#### [Material for the task]
* * * * * * * * *

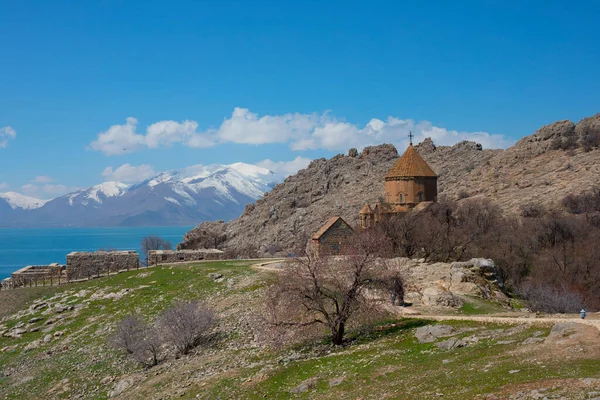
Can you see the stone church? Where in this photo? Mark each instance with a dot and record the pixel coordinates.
(410, 185)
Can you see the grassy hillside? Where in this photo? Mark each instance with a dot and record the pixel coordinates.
(383, 361)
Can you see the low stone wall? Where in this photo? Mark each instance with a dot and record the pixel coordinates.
(83, 265)
(36, 275)
(156, 257)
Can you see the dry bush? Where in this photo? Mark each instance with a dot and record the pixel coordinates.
(318, 291)
(532, 210)
(149, 351)
(392, 282)
(183, 324)
(129, 334)
(153, 243)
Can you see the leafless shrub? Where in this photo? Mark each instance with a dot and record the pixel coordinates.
(393, 283)
(129, 334)
(274, 248)
(153, 243)
(149, 351)
(532, 210)
(183, 324)
(319, 291)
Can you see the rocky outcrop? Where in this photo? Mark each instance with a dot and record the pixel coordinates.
(542, 168)
(442, 284)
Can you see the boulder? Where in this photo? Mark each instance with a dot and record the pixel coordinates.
(431, 333)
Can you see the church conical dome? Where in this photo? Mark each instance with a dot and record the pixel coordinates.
(410, 165)
(366, 210)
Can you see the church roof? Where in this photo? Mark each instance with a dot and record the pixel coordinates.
(330, 223)
(410, 165)
(366, 209)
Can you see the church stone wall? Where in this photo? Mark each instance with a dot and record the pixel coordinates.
(156, 257)
(410, 188)
(84, 265)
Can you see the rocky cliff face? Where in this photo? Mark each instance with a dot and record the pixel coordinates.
(559, 159)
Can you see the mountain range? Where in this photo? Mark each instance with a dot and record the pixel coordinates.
(558, 160)
(181, 197)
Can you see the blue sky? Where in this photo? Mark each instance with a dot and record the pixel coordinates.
(87, 87)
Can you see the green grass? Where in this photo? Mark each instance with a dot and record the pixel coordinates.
(395, 365)
(153, 290)
(383, 360)
(477, 306)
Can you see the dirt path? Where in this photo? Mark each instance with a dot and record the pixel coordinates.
(511, 320)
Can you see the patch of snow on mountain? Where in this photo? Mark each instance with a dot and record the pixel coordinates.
(72, 196)
(257, 173)
(106, 189)
(180, 190)
(164, 177)
(17, 200)
(227, 179)
(172, 200)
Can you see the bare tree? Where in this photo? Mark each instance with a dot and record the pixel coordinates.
(129, 334)
(552, 299)
(183, 324)
(149, 350)
(318, 290)
(153, 243)
(393, 283)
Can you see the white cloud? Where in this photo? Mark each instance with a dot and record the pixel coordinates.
(58, 190)
(119, 139)
(43, 179)
(6, 133)
(299, 131)
(47, 191)
(248, 128)
(283, 169)
(127, 173)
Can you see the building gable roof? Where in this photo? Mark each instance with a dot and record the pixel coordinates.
(411, 164)
(366, 209)
(328, 225)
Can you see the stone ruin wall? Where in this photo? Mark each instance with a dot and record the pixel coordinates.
(83, 265)
(156, 257)
(34, 275)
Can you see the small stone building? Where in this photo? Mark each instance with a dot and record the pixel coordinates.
(84, 265)
(330, 238)
(156, 257)
(33, 275)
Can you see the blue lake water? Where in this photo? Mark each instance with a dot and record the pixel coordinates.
(21, 247)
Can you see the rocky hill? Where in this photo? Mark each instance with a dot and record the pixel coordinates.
(557, 160)
(55, 342)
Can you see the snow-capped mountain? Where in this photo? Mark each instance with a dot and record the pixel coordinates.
(181, 197)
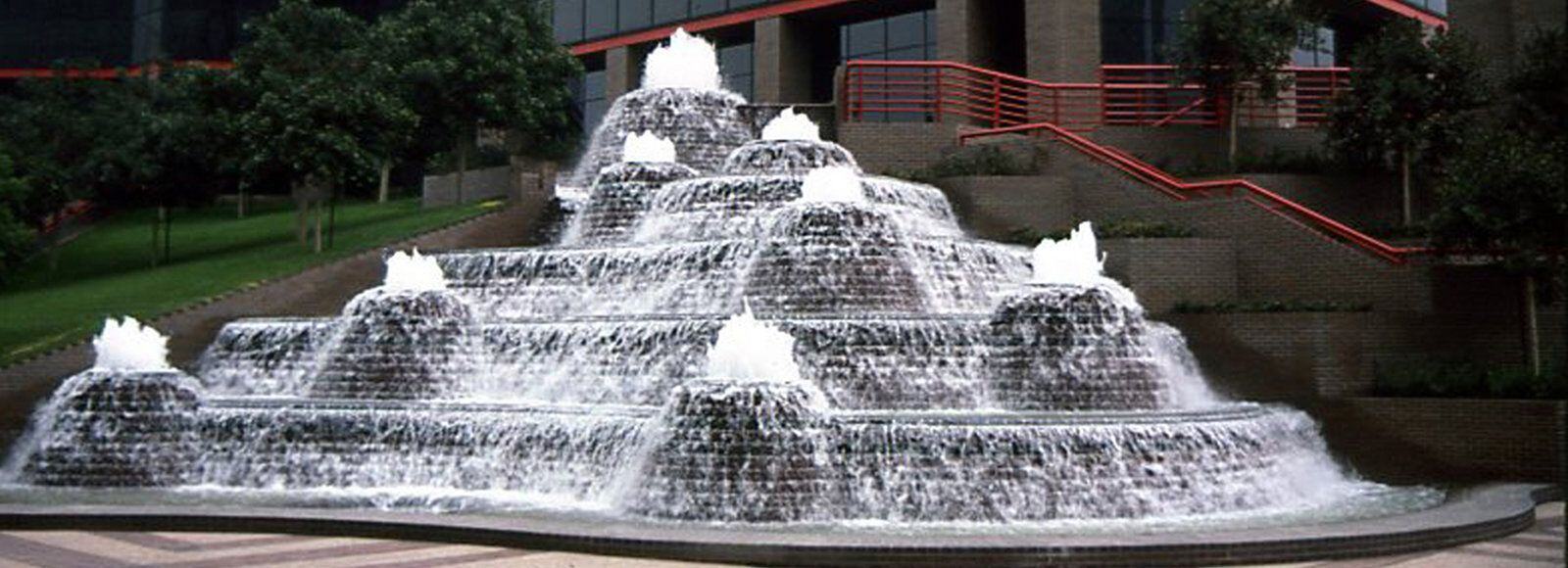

* * * * * * * * *

#### [Exercise brief]
Arrange all of the lines above as a numbered list, omitting any blank lines and leaving the pictures out of your answer.

#### [The solution]
1. Can you see the stone church? Where in this photo? Mark each instance with a dot and record the pixel coordinates.
2. (410, 185)
3. Can you see the grassy hillside? Where in this photo? Mark each instance with a dot and record the pixel coordinates.
4. (383, 361)
5. Can you see the low stone wall? Where in this photo? Mark each instance with a dot and record the pixel coordinates.
6. (83, 265)
7. (36, 275)
8. (156, 257)
9. Can you see the dry bush? Where in this photo? Mark each instance with a dot and record the pixel coordinates.
10. (318, 291)
11. (532, 210)
12. (149, 351)
13. (392, 282)
14. (183, 324)
15. (129, 334)
16. (153, 243)
17. Can you see the leafless shrub? Where in this photo? Mark each instance with a dot and record the pixel coordinates.
18. (393, 283)
19. (129, 334)
20. (274, 248)
21. (153, 243)
22. (149, 351)
23. (532, 210)
24. (183, 324)
25. (319, 291)
26. Can you see the rocky outcrop? Where in this photo? Mark each instance with a dot and record the pixel coordinates.
27. (542, 168)
28. (442, 284)
29. Can you see the boulder? Where in this photo? Mark each instance with a dot and record the pixel coordinates.
30. (431, 333)
31. Can you see the church conical dome? Where in this photo? Mark each instance with a dot and record the pixel coordinates.
32. (410, 165)
33. (366, 210)
34. Can you see the church roof? Where in this photo? Mark each instance with a dot and record the pixel coordinates.
35. (330, 223)
36. (410, 165)
37. (366, 209)
38. Can you see the church stone wall? Where in this photo? Mark each instance with a dot and record the pixel coordinates.
39. (156, 257)
40. (410, 188)
41. (84, 265)
42. Can you see the rocky cliff face? Where in this photo? Mark each instance with a dot and record the pixel coordinates.
43. (559, 159)
44. Can you see the mountain range? Where in this photo? Mark each instance with a dot and record the pixel coordinates.
45. (558, 160)
46. (181, 197)
47. Can you see the blue sky? Where in this photo? Mark each instance with a dot and record the pixel coordinates.
48. (87, 87)
49. Can you see the green grass? Where in this photo? Mark each instance with a dot and record the pixel coordinates.
50. (395, 365)
51. (153, 290)
52. (383, 360)
53. (477, 306)
54. Can you see the dirt path? Where in this photo? Mark each instance with a dot and record the pixel coordinates.
55. (511, 320)
56. Can you see the patch of snow on mountain? Where in this photo? Mark each instance with a dot and record the pixel coordinates.
57. (72, 196)
58. (257, 173)
59. (106, 189)
60. (180, 190)
61. (164, 177)
62. (17, 200)
63. (227, 179)
64. (172, 200)
65. Can you see the bare tree? Where in this photo? Mark each instance with a dot and record the pixel coordinates.
66. (129, 334)
67. (552, 299)
68. (183, 324)
69. (149, 350)
70. (318, 290)
71. (153, 243)
72. (393, 283)
73. Can you see the white cloud? Where in this photo? Mark each instance with a dot and record the pixel coordinates.
74. (58, 190)
75. (119, 139)
76. (43, 179)
77. (6, 133)
78. (299, 131)
79. (47, 191)
80. (248, 128)
81. (283, 169)
82. (127, 173)
83. Can you see the building gable roof? Where in this photo? Mark each instance with a dot and record the pixel coordinates.
84. (411, 164)
85. (366, 209)
86. (328, 225)
87. Can you see the stone ruin wall? Where in this photo? Mark each instance with a dot and record the pixel coordinates.
88. (83, 265)
89. (156, 257)
90. (34, 275)
91. Can you see the small stone building? Where in this photo? Mark each instance with a dot and record the pixel coordinates.
92. (84, 265)
93. (330, 238)
94. (156, 257)
95. (33, 275)
96. Can you see the blue lake water? Where in this photo? Mark each instance with a dot and record the pixel coordinates.
97. (21, 247)
98. Can you see the rocky hill? Where in this photo? Mark each instance with a dot and record the pixel coordinates.
99. (557, 160)
100. (55, 342)
101. Can you see the snow-capped mountain? Where in this photo? Mark each instance with a dot and record the pixel coordinates.
102. (181, 197)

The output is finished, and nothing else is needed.